[Start SOURCE EXTRACT]

The Olympic lifts are the biggest “bang for your buck” exercises that we have in our arsenal. They work the most motor units, and require the most coordination to complete.
Being fresh when you complete them isn’t just an idea it’s a necessity. You don’t get up in the morning and watch 2 hours of TV before going to work. No, you wake up and attack the day by getting your workout in, or heading off to your job. High priority tasks are routinely placed at the beginning of the day.
The Olympic lifts are no different. They need the most attention and should go first in your training session.
Select the snatch, the clean, or the jerk and put them on a rotation, doing 2 per week. If you really want to ramp up your improvement in the lifts add a complex to warm-up, or some partial lifts (clean pulls or snatch pulls) to take your technique or power to the next level.
5. Remember, You’re Probably Not Going to THE Olympics
Even though you are doing movements called Olympic lifts it doesn’t mean you are going to that Olympics. It just means you are taking your training seriously and want to see benefits that your typical gym goer never even dreams about.
Don’t get too wrapped up in catching the lifts in a deep squat, or being absolutely, and completely technically perfect on every lift. Get comfortable with the technique, ask some people that are more accomplished than you are too look at your lifts, and know your limits.

[End SOURCE EXTRACT]
[Start INFORMATION SHOWN]

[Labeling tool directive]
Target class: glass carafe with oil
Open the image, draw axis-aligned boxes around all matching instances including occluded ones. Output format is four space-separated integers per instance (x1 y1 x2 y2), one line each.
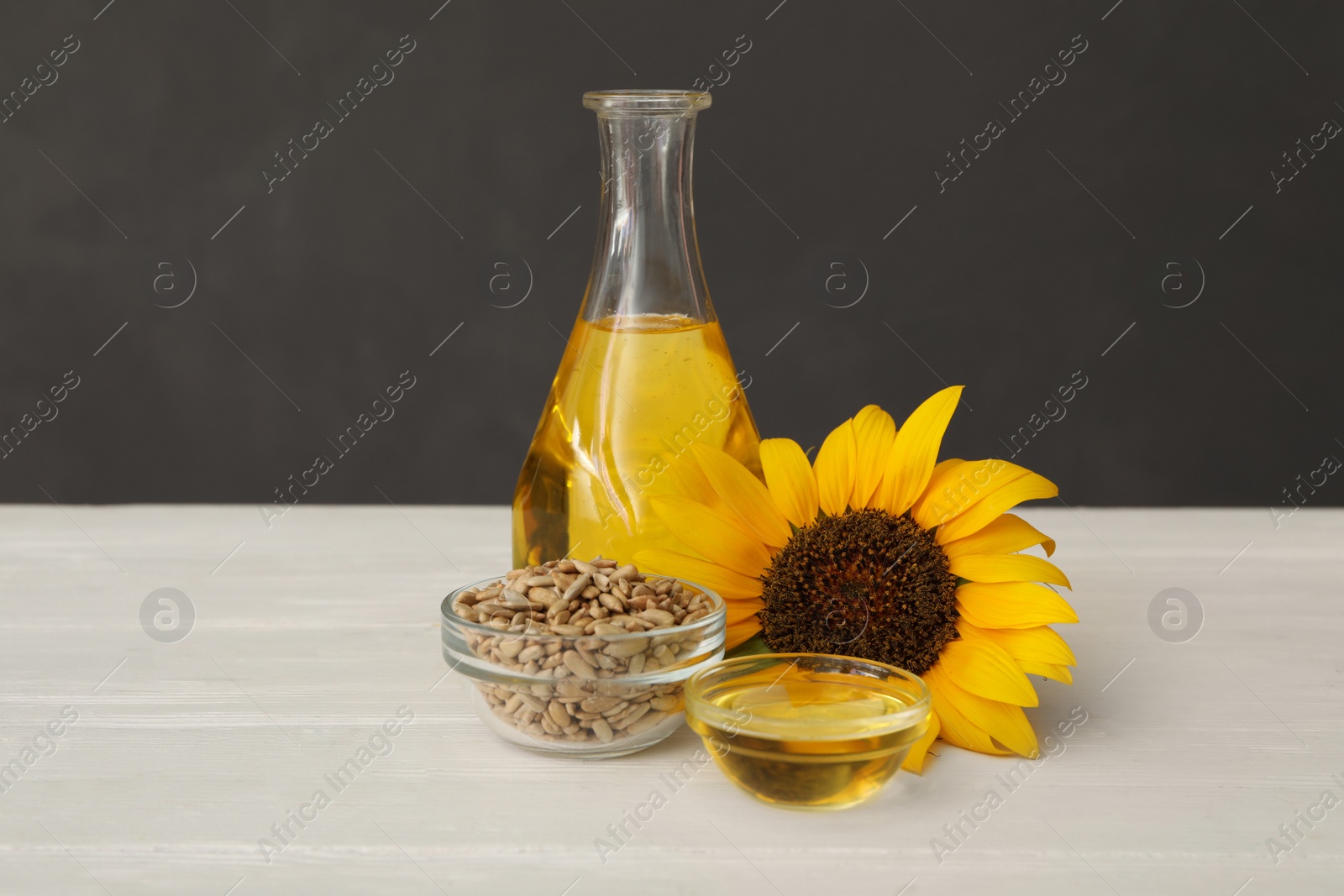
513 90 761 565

[End INFORMATION SHOWN]

= INSTRUCTION 1 =
Answer these from the text on Olympic lifts:
(a) Where in a training session should the Olympic lifts go?
(b) Which two partial lifts does it name?
(c) Besides being perfect on every lift, what should you not get too wrapped up in?
= INSTRUCTION 2 =
Resume the text on Olympic lifts, picking up after its last sentence.
The data has nothing to do with the text on Olympic lifts.

= WRITTEN REPLY 1 =
(a) First.
(b) Clean pulls and snatch pulls.
(c) Catching the lifts in a deep squat.

= WRITTEN REPLY 2 =
Believe me, just because you add some cleans and snatches to your program, the Bulgarian national team is not looking over their collective shoulders. Keep up the good work and reap the benefits.
If you are comfortable staying the same and doing the same program over and over, then forget everything I said. If you want to see traps sprouting from areas you didn’t know they could, and become more athletic then adding the Olympic lifts to your program is a safe and effective way to go.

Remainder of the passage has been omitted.